--- READING TEXT ---
········

CHAPTER 10

Rotations

You might not have realized it, but until now all the objects whose motion we studied (divers, cats, airplanes, etc.) were actually treated as dimensionless "point-like" objects. This is because, even though the objects had some non-zero size, we only considered translational motions, ignoring any possible rotation (a geometrical point, having no spatial extension cannot rotate around itself..). But now we are ready to analyze the more realistic situations that include both rotations and translations. To start, we remind ourselves of the "natural" unit for measuring angles, i.e. the radian: given an angle, the ratio between the arc it subtends and the radius of the arc is always the same, regardless of our choice for the radius. One then defines as the measure of the angle (in radians) the ratio between arc length s and radius r

$\theta$ (in radians) = s/r

Being the ratio between two lengths, radians are dimensionless. Converting radians to and from degrees is easily accomplished via

radian / degree = $2\pi /360^{0}$,

from which can can e.g. see that 1 radian = $360^{0}/2\pi = 57.3^0$

Rotational Variables

Even though in principle rotations can be described in terms of displacements, velocities and accelerations, it soon becomes obvious that these are not the most convenient quantities, for the following reason :

consider e.g. a rigid disk rotating around an axis going through its center; in a given time interval, a point at the disk's edge covers a longer distance than a point nearer the center : for a rotating body, velocity is not a well defined quantity, since it depends on the location of the point under exam. On the other side, in a given time interval, the angle swept by a radius joining the center of rotation with any arbitrary point is the same, regardless of the point's location. Rotations can then be better described in terms of angular, rather than linear, variables. We then define :

• angular displacement $\Delta\theta = \theta_{2}-\theta_{1}$ : the angle swept by a radius of a rotating body, i.e. the angle swept by a segment going from the center of rotation to an arbitrary point on the body.

········

Collection entries:
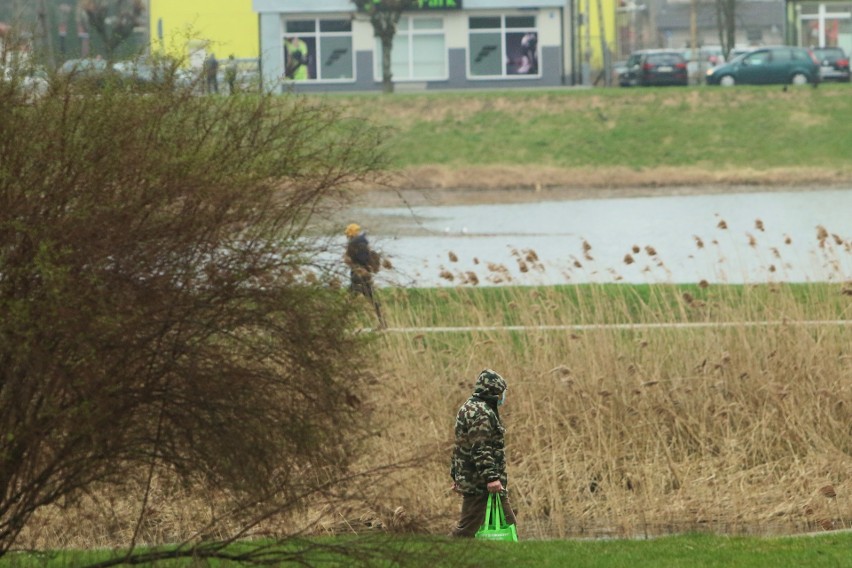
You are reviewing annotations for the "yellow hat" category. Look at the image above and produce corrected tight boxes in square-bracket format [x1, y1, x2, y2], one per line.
[343, 223, 361, 238]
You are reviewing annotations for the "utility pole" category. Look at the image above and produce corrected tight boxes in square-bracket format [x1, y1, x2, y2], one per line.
[597, 0, 612, 87]
[583, 0, 592, 85]
[689, 0, 701, 83]
[38, 0, 55, 69]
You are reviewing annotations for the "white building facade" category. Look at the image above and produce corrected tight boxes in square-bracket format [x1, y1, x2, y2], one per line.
[253, 0, 578, 92]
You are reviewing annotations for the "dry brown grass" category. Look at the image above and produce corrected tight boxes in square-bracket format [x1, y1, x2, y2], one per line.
[374, 295, 852, 537]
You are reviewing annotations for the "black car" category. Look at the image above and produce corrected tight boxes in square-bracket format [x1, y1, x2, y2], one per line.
[619, 49, 689, 87]
[812, 47, 849, 83]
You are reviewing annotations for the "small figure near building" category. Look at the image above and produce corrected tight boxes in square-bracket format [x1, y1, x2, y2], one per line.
[225, 54, 237, 95]
[344, 223, 386, 329]
[284, 37, 310, 81]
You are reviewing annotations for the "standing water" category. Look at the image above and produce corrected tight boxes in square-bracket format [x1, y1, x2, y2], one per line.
[355, 190, 852, 287]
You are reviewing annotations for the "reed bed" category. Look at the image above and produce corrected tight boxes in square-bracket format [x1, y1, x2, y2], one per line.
[371, 284, 852, 538]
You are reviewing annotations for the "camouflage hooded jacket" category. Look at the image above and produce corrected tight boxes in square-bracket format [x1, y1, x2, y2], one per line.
[450, 369, 507, 495]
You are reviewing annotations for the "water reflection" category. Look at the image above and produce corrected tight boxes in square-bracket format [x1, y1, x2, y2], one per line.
[360, 190, 852, 286]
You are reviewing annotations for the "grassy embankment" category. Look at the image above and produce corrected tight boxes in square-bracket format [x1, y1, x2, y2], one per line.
[328, 85, 852, 192]
[4, 533, 852, 568]
[324, 85, 852, 537]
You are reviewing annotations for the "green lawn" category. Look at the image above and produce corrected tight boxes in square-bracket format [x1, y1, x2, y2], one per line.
[6, 532, 852, 568]
[328, 84, 852, 170]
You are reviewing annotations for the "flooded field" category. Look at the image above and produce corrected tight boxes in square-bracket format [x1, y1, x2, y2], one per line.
[355, 189, 852, 286]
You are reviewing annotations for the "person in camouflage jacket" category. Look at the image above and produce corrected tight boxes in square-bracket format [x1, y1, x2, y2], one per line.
[450, 369, 515, 537]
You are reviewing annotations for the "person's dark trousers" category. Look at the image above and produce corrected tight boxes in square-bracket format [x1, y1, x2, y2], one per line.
[349, 271, 387, 329]
[450, 493, 516, 538]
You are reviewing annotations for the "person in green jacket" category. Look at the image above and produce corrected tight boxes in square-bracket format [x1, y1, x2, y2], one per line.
[450, 369, 516, 537]
[284, 36, 310, 81]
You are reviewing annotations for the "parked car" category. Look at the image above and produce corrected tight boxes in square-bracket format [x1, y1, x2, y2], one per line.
[683, 45, 725, 78]
[706, 46, 820, 87]
[619, 49, 689, 87]
[813, 47, 849, 83]
[57, 58, 113, 89]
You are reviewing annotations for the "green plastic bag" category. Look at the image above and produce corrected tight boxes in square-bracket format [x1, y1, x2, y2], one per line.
[476, 493, 518, 542]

········

--- THE REQUEST ---
Please give the value of 1 radian in degrees, as stated in the chapter on rotations.

--- PROBLEM SOLUTION ---
1 radian equals 57.3°.